= Task 1 =
List every forum username that appears in the marriage forum thread below.
= Task 2 =
Continue the marriage forum thread below from the point where it stops.

Not being attracted to fat doesn't make one shallow.

Not being attracted to broke doesn't make one a gold digger.

Sorry


----------



## tacoma (May 1, 2011)

Gabey said:


> I think we are both reaching the same conclusion coming from different points of view and I definitely missed the part about hiring the hooker.


Yeah, I had to go re-read his first thread to find it.

It's just bad and bad for him.


----------



## Woodchuck (Nov 1, 2012)

Tulanian said:


> My other thread talks about not having had sex with my wife in almost eighteen months. Afte asking and being turned down that many times, I know she doesn't want it. Doesn't have any actual desire. So, at this point, even if she decided to "give it up" I wouldn't _ want_ it. All it would be is "duty bootie" or, worse, "pity p*ssy." I don't see my sexual desires as being the object of pity, not should making love happen because of duty.
> 
> In short, I want to be _wanted_, and if that's not the case i don't want some fake bull****.
> 
> ...


My wife and I were going through a rough patch last November...All I got for sex was flimsy excuses....I actually retired the flimsy excuse trophy with the most humongous BS excuse of the decade coming from my wife earler that month. It now sits on my mantle....

Things got ugly,I walked out, printed out divorce laws in our state and left them on her placemat on the dinner table....

I did a lot of thinking, and I guess she did too. We both realized we have too much invested in our marriage and I came back home.....

After that I could tell it was duty sex, at best, but the contempt and attitude I had been getting was gone....I think she knew I was serious...

Then we started reading "The 5 Love Languages" together. I got mine on ebay for under ten bucks. You can read it in a day, and it has really helped....

It is simple, direct, and it works....In one part of the book, a woman who said she hated her husband was given the task of having sex with him once a week for a month, and twice a week for the second month....

Mind you this wasn't even pity pu$$y, it was pure "hate sex". 

The husband responded to her actions and began to change...Bottom line....It saved their relationship, she found out he really loved her and began loving him.....

I know it sounds too simple, but it is only ten bucks....Ya got absolutely nothing to loose......If you really WANT to stay married....

Point localization data:
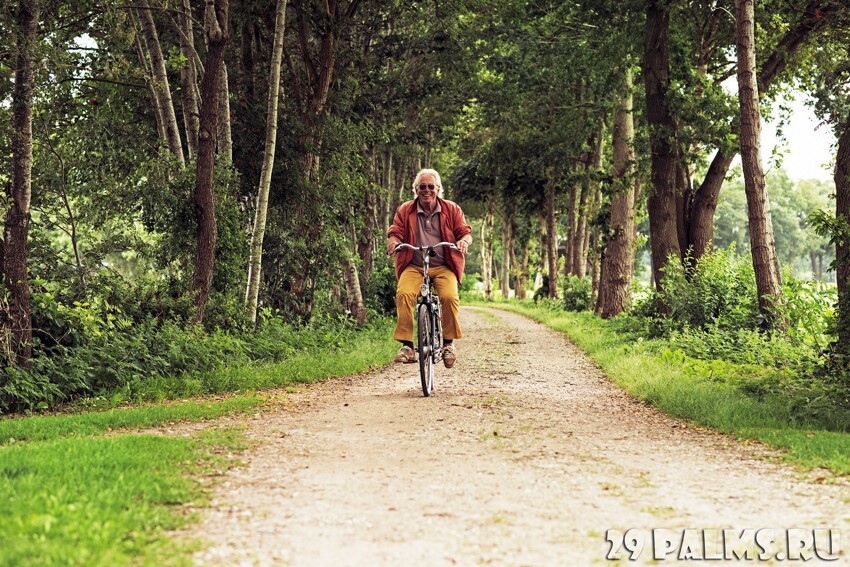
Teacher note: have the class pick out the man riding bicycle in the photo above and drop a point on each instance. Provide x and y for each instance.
(425, 221)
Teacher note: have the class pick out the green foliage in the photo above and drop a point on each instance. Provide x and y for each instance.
(781, 410)
(379, 291)
(576, 293)
(94, 349)
(719, 292)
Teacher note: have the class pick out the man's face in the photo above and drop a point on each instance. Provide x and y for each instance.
(427, 196)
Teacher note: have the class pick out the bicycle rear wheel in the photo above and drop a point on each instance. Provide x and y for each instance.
(426, 350)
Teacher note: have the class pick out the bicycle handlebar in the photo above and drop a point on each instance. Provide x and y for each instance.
(401, 245)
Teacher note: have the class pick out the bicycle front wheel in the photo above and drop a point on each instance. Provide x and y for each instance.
(426, 350)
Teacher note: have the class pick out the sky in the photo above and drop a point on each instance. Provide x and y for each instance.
(808, 144)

= Task result 1 =
tacoma, Gabey, Woodchuck, Tulanian

= Task result 2 =
My wife Is having some problems right now due to her meds, but 2 nights ago after some very caual foreplay, we were making out like teenages, and actually racing to see who could get their pants off first....She won...

It was real passion on her part and mine. We have been together 47 years. I am 66 and she is 68.

PS....If I knew before I got the book that it would make me feel like I do about my wife I would have paid $1000....

I have touted this book ever since I read it, I should be getting a commission by now.....


----------



## tracyishere (Dec 2, 2012)

My H had pity sex for me..and then told me so afterwards. It was humiliating. I felt like a fool. I told him no sex unless it is real sex. However if he hadn't have told me, I would've been oblivious.


----------



## WorkingOnMe (Mar 17, 2012)

She says hire a hooker? Pay a hooker 200/hour to come over and cook you dinner. Make sure you use the wife's money to do it. Open a nice bottle of wine and take your time.


----------



## Gabey (Feb 20, 2013)

aribabe said:


> Not being attracted to fat doesn't make one shallow.
> 
> Not being attracted to broke doesn't make one a gold digger.
> 
> Sorry


Not in that context, but in the context of a marriage, it sure as hell does. 

If someday, you gain some weight and it turns your SO off, are you justifying that treatment toward you?


----------



## tracyishere (Dec 2, 2012)

I don't think that's a fair statement. One cannot really help being attracted to certain aspects of an individual. I can't help it that I'm attracted to guys that I think could win a match, that's just how I'm wired. If my spouse became thin and weak...I probably wouldn't feel the same about him.
_Posted via Mobile Device_

That's not saying I wouldn't try to find other ways to feel attraction. But, let's be real here. We're not talking about whether or not we still would love the OP, just that we may not be attracted anymore.


----------



## Tulanian (Feb 23, 2013)

She's not obligated to want me, no. Nor is anyone else. But if I'm unwanted, I'm unwanted, and I know it. Still wouldn't want to be lied to.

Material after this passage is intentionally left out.